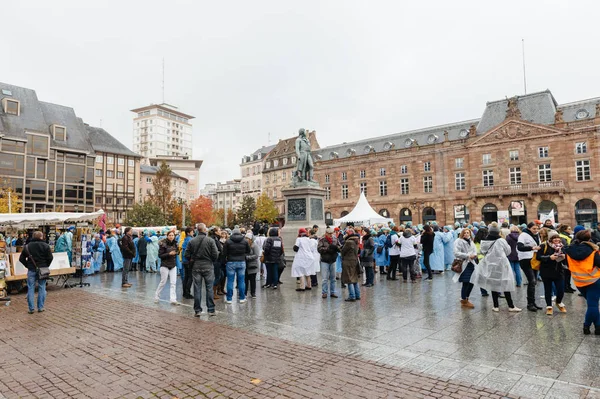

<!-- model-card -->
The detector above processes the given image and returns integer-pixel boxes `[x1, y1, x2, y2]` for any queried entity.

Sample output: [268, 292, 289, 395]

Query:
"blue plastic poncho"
[106, 235, 123, 271]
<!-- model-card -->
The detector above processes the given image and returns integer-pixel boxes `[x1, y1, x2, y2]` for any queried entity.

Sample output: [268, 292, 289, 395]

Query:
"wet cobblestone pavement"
[0, 272, 600, 399]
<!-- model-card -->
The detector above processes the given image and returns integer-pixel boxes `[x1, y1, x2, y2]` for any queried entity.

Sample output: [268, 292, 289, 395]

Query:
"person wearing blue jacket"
[429, 225, 448, 272]
[443, 226, 456, 270]
[92, 234, 106, 273]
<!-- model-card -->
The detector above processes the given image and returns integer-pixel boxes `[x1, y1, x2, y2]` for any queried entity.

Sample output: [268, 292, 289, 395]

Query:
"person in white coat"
[292, 228, 315, 291]
[471, 223, 521, 312]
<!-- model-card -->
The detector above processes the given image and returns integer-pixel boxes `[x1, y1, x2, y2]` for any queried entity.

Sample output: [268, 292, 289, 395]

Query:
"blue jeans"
[510, 260, 523, 285]
[348, 283, 360, 299]
[227, 262, 245, 301]
[27, 270, 47, 311]
[577, 280, 600, 328]
[321, 262, 335, 295]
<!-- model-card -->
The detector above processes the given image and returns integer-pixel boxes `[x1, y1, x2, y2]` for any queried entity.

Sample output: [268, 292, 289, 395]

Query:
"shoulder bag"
[25, 245, 50, 280]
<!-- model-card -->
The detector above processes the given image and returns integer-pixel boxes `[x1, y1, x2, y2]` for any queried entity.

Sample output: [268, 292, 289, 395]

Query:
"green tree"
——
Rescale the stretch of the data from its start through the line containing "[25, 245, 50, 280]", both ends included. Reproduce every line in full, multiply each bounding-box coordinate in the answers by 1.75, round to whole numbers with halves rounded up, leave all other numbers unchanged, and omit the pictures.

<!-- model-card -->
The detector above processes the given image and returns integer-pixel boxes `[x1, y1, x2, y2]` for any queried entity.

Sample output: [268, 292, 289, 395]

Query:
"blue plastic poncho"
[186, 411, 215, 474]
<!-- model-card -->
The detector above processes the given image and returns integer-pixel boxes `[x1, y1, x2, y2]` for any queried entity.

Sample output: [268, 292, 289, 395]

Query:
"wet cobblestone pavement"
[0, 476, 1050, 698]
<!-- model-card -->
The detector above processes the given image and returns integer-pixel boxes `[x1, y1, x2, y2]` for any queried entity.

Sample output: [268, 292, 289, 395]

Query:
"person wearing blue jacket"
[751, 394, 784, 476]
[775, 396, 798, 473]
[161, 410, 186, 478]
<!-- model-card -->
The detector above processes the given image and returns integer-pixel boxes `[x1, y1, x2, y2]` for any queried entity.

Sample output: [268, 292, 289, 395]

Query:
"person in white coat"
[511, 399, 551, 509]
[824, 390, 912, 546]
<!-- model-card -->
The detector above processes the given image and returns integer-pixel boxes `[x1, y1, x2, y2]` for any queried entity.

Sample output: [268, 292, 289, 395]

Query:
"blue jeans"
[893, 455, 915, 499]
[609, 495, 630, 523]
[397, 459, 429, 527]
[47, 473, 82, 544]
[1010, 490, 1050, 574]
[562, 459, 586, 516]
<!-- model-card -->
The detector above processes the given image and returns integer-pixel boxes `[x1, y1, x2, y2]` for any queried entity.

Sample output: [268, 292, 289, 395]

Query:
"shoulder bag"
[44, 429, 88, 490]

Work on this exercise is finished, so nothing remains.